** start of Extract to read **

ASV's long term print media plan is to advertise in the sports section of
all major market newspapers throughout the country. The Company will also
advertise in many of the sports related magazines (i.e., Sporting News). In
addition, ASV will promote its membership via 24-hour sports talk radio
stations. The Company's plan is to strategically place ads on these stations
throughout the country during various segments and shows each day. These two
advertising venues will be launched simultaneously to ensure saturation of each
particular market.
In addition to radio and print media, ASV will work with local retail
organizations, such as sporting goods stores, sports bars and sports memorabilia
stores. This will help broaden the reach of the Company name to all sports fans
in every area of the country. These organizations will place "take-one"
applications in their stores and they will offer members discounts on their
products. For their services, ASV will offer a commission for each member that
signs up in their particular store. They will also be on a list of alliance
member organizations that offer members a discount, which are featured on the
Company's website and quarterly in the Company's magazine.
In sports revenues are derived from membership fees, renewal fees,
advertising sales and merchandise sales. Each income stream is driven by the
membership base, as the membership increases the advertising rates will increase
as well as an increase in volume of merchandise sales. ASV's advertising
revenues will be derived from the Company's two main outlets: its website and
the quarterly magazine. ASV's merchandise will include licensed and private
label apparel, sports memorabilia, historical sports videos and CD-ROM's.
The Company anticipates that it will require infusion of additional capital
to accomplish its business objectives described herein, in that anticipated
revenues from operations will be sufficient to fund operations.
<PAGE>
ITEM 7. Funding during such period, because the Company has entered the Food
Processing and Distribution business in addition to it's Sports Information
business there is a need to provide adequate funds, whether through additional
equity financing, debt financing or other sources, will be available when needed
or on terms acceptable to the Company. Further, any such funding may result in
significant dilution to existing stockholders. The inability to obtain
sufficient funds from operations and external sources when needed would have a
material adverse affect on the Company's business, results of operations and
financial condition. The company feels confident it can raise such funding but
can not guarantee that these funds will be available.
Subsequent Event
In May 2000, the Company consummated an acquisition of all of the issued
and outstanding stock and equipment of Gourmet Cuisine International, Ltd., a
privately held company and its three wholly owned subsidiary companies
(hereinafter jointly referred to as "GCI") these companies had revenue totaling
three million dollars per year, in exchange for the issuance of an aggregate of
400,000 shares of the Company's "restricted" common stock. GCI is engaged in the
business of processing gourmet meals for first class passengers on many
airlines. The Company initially received an assignment of a security interest
from Finova Capital Corporation ("Finova"), which held a first position security
interest in all of the assets of GCI as security for a loan with a principal
balance of $1,228,000 at the time the relevant note was acquired by the Company,
for which the Company paid an aggregate of $219,000. (see notes in financial
section). As stated in the financials, ASV will rescind the agreement with GCI
for just cause and foreclose on GCI as per the terms of the Finova agreement.

** end of Extract to read **
** start of Entries provided **

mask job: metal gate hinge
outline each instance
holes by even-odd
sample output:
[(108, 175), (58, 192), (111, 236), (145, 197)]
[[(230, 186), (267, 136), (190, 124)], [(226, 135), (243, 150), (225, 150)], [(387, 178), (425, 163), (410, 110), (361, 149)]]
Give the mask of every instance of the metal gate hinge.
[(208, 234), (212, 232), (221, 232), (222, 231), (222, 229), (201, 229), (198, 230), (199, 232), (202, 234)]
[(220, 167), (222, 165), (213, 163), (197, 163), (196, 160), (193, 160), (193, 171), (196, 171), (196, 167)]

** end of Entries provided **

**Given request:** Reproduce word for word the portion of the ASV filing excerpt that begins with the words containing "applications in their" and ends with "videos and CD-ROM's.". The listing plays no part here.

**Full answer:**
applications in their stores and they will offer members discounts on their
products. For their services, ASV will offer a commission for each member that
signs up in their particular store. They will also be on a list of alliance
member organizations that offer members a discount, which are featured on the
Company's website and quarterly in the Company's magazine.
In sports revenues are derived from membership fees, renewal fees,
advertising sales and merchandise sales. Each income stream is driven by the
membership base, as the membership increases the advertising rates will increase
as well as an increase in volume of merchandise sales. ASV's advertising
revenues will be derived from the Company's two main outlets: its website and
the quarterly magazine. ASV's merchandise will include licensed and private
label apparel, sports memorabilia, historical sports videos and CD-ROM's.